_EXERCISE AIM_.
Reproduce every line of the data below verbatim, with no changes.
++++ DATA ENTRIES ++++
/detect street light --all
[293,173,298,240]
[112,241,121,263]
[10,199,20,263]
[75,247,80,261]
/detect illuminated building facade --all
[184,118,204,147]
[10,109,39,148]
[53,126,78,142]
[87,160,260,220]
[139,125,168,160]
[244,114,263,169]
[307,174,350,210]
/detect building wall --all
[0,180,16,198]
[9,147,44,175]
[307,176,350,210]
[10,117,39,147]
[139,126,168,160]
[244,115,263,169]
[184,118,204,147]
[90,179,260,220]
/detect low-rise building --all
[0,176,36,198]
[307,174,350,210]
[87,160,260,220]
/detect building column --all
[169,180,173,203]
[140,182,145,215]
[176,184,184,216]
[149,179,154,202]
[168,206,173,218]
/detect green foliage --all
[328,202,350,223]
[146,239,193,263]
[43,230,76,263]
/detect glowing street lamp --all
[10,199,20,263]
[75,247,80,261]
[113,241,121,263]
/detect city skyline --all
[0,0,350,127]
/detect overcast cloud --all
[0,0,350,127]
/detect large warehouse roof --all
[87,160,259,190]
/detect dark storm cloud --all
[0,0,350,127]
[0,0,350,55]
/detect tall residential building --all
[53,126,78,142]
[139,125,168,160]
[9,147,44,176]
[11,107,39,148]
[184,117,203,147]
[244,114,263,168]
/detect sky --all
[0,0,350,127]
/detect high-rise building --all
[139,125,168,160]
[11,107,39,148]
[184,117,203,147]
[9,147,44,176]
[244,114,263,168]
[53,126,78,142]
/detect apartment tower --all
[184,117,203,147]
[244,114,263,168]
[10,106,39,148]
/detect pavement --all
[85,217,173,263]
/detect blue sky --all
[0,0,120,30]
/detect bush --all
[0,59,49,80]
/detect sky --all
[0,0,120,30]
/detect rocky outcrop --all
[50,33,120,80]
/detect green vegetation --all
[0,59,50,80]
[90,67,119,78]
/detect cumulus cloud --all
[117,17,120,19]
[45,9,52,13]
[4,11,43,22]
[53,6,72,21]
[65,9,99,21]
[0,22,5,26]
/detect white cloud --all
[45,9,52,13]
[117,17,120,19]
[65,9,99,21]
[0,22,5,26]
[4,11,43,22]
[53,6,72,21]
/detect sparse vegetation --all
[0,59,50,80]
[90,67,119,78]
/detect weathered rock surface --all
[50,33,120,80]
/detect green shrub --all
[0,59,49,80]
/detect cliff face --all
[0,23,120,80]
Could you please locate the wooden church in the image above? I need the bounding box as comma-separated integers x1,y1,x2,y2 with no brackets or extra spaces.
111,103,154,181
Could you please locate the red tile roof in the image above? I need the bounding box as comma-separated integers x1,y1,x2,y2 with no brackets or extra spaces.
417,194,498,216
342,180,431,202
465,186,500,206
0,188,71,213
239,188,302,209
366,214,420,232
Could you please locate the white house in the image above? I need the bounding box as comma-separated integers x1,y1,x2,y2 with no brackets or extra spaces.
++++
_RESULT FOR THIS TASK_.
/detect street light --all
[293,173,298,240]
[112,241,121,263]
[10,199,20,263]
[75,247,80,261]
/detect illuminated building facade --all
[184,118,204,147]
[10,109,39,148]
[53,126,78,142]
[87,160,260,220]
[139,125,168,160]
[244,114,263,169]
[307,174,350,210]
/detect building wall --all
[0,180,16,198]
[9,147,44,175]
[307,176,350,210]
[10,117,39,147]
[139,126,168,160]
[244,115,263,169]
[184,118,204,147]
[90,179,260,220]
/detect low-rise building --all
[0,176,36,198]
[307,174,350,210]
[87,160,260,220]
/detect building column --all
[169,180,173,203]
[140,182,145,215]
[176,184,184,216]
[149,179,154,202]
[168,206,173,218]
/detect green foliage --all
[328,202,350,223]
[146,239,193,263]
[43,230,76,263]
/detect glowing street lamp --all
[10,199,20,263]
[75,247,80,261]
[113,241,121,263]
/detect city skyline --all
[0,0,350,127]
/detect overcast cloud --all
[0,0,350,127]
/detect large warehouse roof --all
[87,160,259,190]
/detect dark storm cloud --all
[0,0,350,127]
[0,0,350,55]
/detect tall residential building --all
[53,126,78,142]
[139,125,168,160]
[9,147,44,176]
[11,107,39,148]
[184,117,203,147]
[244,114,263,168]
/detect sky --all
[0,0,350,127]
/detect high-rise building --all
[139,125,168,160]
[11,107,39,148]
[184,117,203,147]
[9,147,44,176]
[244,114,263,168]
[53,126,78,142]
/detect apartment tower --all
[184,117,203,147]
[244,114,263,168]
[10,106,39,148]
/detect pavement --all
[85,217,173,263]
/detect blue sky --all
[0,0,120,30]
/detect bush --all
[0,59,49,80]
/detect sky --all
[0,0,120,30]
/detect rocky outcrop --all
[50,33,120,80]
/detect green vegetation --all
[0,59,50,80]
[90,67,119,78]
/detect cumulus cloud --all
[117,17,120,19]
[45,9,52,13]
[4,11,43,22]
[53,6,72,21]
[65,9,99,21]
[0,22,5,26]
/detect white cloud --all
[45,9,52,13]
[117,17,120,19]
[65,9,99,21]
[0,22,5,26]
[4,11,43,22]
[53,6,72,21]
/detect sparse vegetation --all
[0,59,50,80]
[90,67,119,78]
/detect weathered rock surface --all
[50,33,120,80]
/detect green shrub --all
[0,59,49,80]
/detect cliff face --all
[0,23,120,80]
Could you please locate the wooden church in the image above? I need the bounding box as comma-separated integers x1,y1,x2,y2 with no brackets or extra spaces.
111,103,154,181
Could you please locate the red tile roof in the image above? I need the bounding box as comma-separated integers x1,y1,x2,y2 with no brackets or extra spaces.
417,194,498,216
342,180,431,202
465,186,500,206
0,188,71,213
239,188,302,209
366,214,420,232
Could you please locate the white house in the image above? I need the bounding box as comma-separated integers x1,y1,x2,y2 with no brackets or extra spaces.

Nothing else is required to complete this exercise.